In the copy, include no images, and repeat each entry precisely as written.

::::

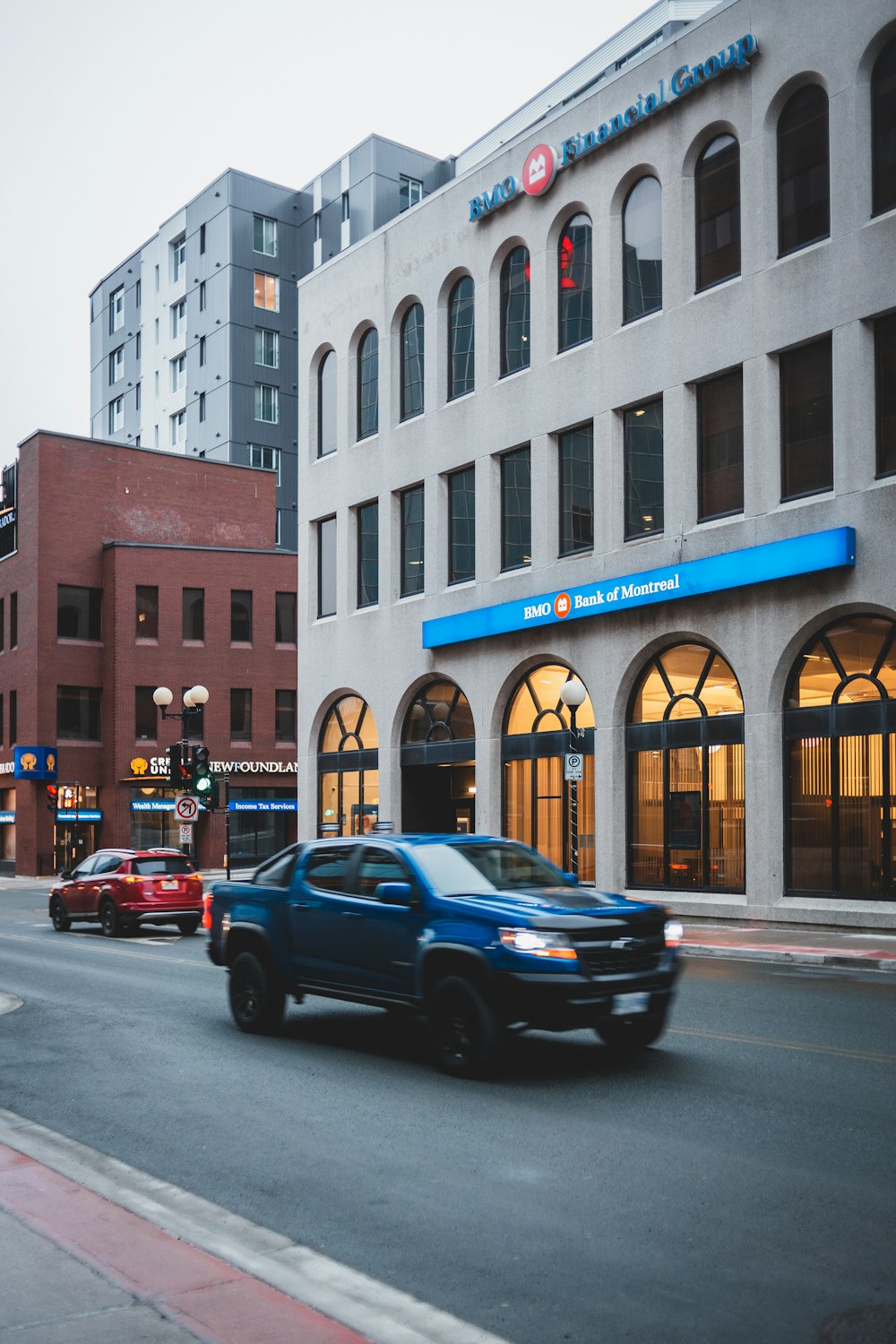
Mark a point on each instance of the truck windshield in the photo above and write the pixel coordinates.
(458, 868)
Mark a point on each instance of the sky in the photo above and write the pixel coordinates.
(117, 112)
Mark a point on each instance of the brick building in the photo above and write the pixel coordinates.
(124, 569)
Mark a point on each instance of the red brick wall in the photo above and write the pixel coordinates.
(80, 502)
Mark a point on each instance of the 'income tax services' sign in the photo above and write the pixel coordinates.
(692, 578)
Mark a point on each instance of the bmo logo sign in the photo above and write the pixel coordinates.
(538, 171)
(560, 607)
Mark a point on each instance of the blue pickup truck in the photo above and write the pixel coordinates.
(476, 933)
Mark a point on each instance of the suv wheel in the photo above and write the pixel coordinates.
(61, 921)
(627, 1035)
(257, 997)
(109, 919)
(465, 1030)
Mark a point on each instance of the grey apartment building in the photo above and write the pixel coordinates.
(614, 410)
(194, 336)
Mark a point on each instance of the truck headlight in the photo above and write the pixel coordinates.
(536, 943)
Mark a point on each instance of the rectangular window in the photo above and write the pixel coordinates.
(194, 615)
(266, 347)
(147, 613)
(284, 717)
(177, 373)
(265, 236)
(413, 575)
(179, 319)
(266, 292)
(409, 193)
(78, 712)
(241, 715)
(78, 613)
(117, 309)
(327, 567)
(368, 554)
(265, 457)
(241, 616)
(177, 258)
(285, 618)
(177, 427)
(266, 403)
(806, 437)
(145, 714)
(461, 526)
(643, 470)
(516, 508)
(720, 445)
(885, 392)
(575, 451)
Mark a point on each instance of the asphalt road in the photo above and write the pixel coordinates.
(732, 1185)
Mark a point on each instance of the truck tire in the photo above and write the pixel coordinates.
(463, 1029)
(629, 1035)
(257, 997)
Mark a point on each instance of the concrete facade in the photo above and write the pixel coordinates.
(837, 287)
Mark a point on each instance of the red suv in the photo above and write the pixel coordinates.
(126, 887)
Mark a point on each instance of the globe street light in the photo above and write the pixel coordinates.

::::

• Task answer:
Mark a point on each instance of the truck windshield in the photo above and write the pixel coordinates.
(458, 868)
Mark a point on each instance of the sky in the photo above and write the pixel coordinates.
(117, 112)
Mark a point on each instance of the brick building in the photo above and write the pixel coordinates.
(124, 569)
Mark a point on each instance of the red brick wall in the photo above and write the pixel coordinates.
(80, 502)
Mark a point on each instance of the 'income tax services' sign in the photo above and write the pixel coordinates.
(692, 578)
Mark a point on each instance of the bmo logo sign in the photo above and write the pixel coordinates.
(538, 171)
(560, 607)
Mark a point on each instance of the blue pickup truck in the photo above and write the pixel coordinates.
(476, 933)
Mark a point on each instance of the suv wheel in the photo above and write the pixel coordinates.
(61, 921)
(627, 1035)
(257, 997)
(109, 919)
(465, 1030)
Mark a point on each instance of the grey apartment building in the photo above and write the pixel coordinates.
(614, 410)
(194, 336)
Mark a point on each instance of the truck headlight in the photo above and write the pixel coordinates.
(536, 943)
Mark a point on each instance of the rectangular window in the photo above and write the pixel coordinates.
(194, 615)
(266, 347)
(147, 613)
(284, 717)
(177, 373)
(265, 236)
(413, 575)
(179, 319)
(266, 292)
(409, 193)
(78, 712)
(241, 715)
(78, 613)
(117, 309)
(327, 567)
(368, 554)
(265, 457)
(241, 616)
(177, 258)
(285, 618)
(177, 427)
(266, 403)
(806, 437)
(145, 714)
(461, 526)
(643, 470)
(516, 508)
(720, 445)
(885, 392)
(575, 451)
Mark a point on each instance of the asphalt road in the photo above and write the pixel coordinates.
(732, 1185)
Mark a point on each instance of the truck tire in the photo above and write the pixel coordinates.
(463, 1029)
(629, 1035)
(257, 997)
Mark a point on each instance of the concrete facade in the photo above and write the pixel coordinates.
(837, 287)
Mark a point on each instance of the red suv in the photo above and write the pixel coordinates.
(126, 887)
Mark a point on each instance of the globe street light in the photo above and write the pixel coordinates.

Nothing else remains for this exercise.